Please repeat all the records below, changing every "Can you spot" to "Can you locate" and keeping everything else the same.

— start of SUPPLIED INFORMATION —

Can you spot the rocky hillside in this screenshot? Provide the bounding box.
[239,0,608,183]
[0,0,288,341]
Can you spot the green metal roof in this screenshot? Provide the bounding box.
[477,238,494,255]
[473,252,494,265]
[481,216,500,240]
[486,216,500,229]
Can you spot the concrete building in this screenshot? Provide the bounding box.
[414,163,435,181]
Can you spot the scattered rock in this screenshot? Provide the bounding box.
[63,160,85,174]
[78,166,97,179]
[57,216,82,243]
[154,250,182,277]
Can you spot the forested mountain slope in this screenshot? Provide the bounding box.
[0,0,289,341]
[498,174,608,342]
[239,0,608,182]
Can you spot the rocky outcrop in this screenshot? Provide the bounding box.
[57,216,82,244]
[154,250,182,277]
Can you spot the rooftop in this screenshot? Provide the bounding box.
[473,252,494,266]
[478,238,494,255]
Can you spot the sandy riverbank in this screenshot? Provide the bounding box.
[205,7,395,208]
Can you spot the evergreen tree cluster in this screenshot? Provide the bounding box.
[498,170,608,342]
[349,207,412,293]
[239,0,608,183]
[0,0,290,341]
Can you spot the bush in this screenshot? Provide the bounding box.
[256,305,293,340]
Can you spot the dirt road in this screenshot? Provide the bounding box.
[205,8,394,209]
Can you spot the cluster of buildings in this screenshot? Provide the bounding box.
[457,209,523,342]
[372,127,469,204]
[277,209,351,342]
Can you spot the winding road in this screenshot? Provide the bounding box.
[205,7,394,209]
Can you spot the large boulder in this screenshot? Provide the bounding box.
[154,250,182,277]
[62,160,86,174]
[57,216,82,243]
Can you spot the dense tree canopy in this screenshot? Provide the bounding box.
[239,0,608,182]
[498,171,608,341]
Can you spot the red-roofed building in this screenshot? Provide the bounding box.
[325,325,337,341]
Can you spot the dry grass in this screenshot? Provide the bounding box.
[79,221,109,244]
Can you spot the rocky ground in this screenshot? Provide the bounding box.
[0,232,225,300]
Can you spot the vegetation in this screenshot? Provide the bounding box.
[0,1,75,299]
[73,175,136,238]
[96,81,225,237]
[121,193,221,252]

— end of SUPPLIED INFORMATION —

### SOLUTION TO THIS TASK
Can you locate the rocky hillside in this screenshot? Provide the bounding box.
[239,0,608,183]
[0,0,288,341]
Can you locate the green metal roof in this screenshot? Provide the bounding box.
[477,238,494,255]
[473,252,494,265]
[481,216,500,240]
[486,216,500,229]
Can you locate the concrete building in this screenshot? Provide the bounding box.
[414,163,435,181]
Can you locate the scattered rock in this screenshot? Provide the bounding box.
[63,160,85,174]
[78,166,97,179]
[57,216,82,243]
[154,250,182,277]
Can you locate the forested mountain slope in this screenshot? Provide the bounding box.
[0,0,289,341]
[498,174,608,342]
[239,0,608,182]
Can you locate the rocky outcrop in this screenshot? Provide the bounding box.
[57,216,82,244]
[154,250,182,277]
Can you locate the rooftop in this screenshot? Provide the bounding box.
[473,252,494,266]
[478,238,494,255]
Can you locate the sandy riverbank in this screenshot? Provide the bounding box.
[205,7,395,208]
Can you locate the evergreen tree cluster in this screenshot? Provide the bounding box.
[498,170,608,342]
[349,207,412,293]
[239,0,608,183]
[0,0,290,341]
Can you locate the bush in this screenshot? Provide the bounding box.
[256,305,293,340]
Can you locate the dirt road in this screenshot? Provide the bounding box.
[205,8,394,209]
Can you locate the cluster of buildings in this screenshot? Provide the bounding box.
[457,209,523,342]
[372,127,469,204]
[277,209,351,342]
Can you locate the winding road in this screenshot? Provide the bounding box.
[205,7,394,209]
Can you locate the large boulder in this screenshot? Provide the bounding box.
[154,250,182,277]
[62,160,86,174]
[57,216,82,243]
Can you locate the dense tree canopy in this screenshot? Provide the bounding box.
[239,0,608,182]
[498,171,608,341]
Can you locate the red-roofed building in this screenshot? Provide the bounding box.
[325,325,337,341]
Can you locate the dry grass in this screenshot? Provide the bounding box.
[79,221,109,244]
Can you locate the rocky ground in this screenshot? Provide the bounding box.
[0,232,225,300]
Can you locate the vegetation in this screenshot? Provide the bounding box.
[0,1,75,299]
[73,175,136,238]
[96,81,225,237]
[121,193,221,252]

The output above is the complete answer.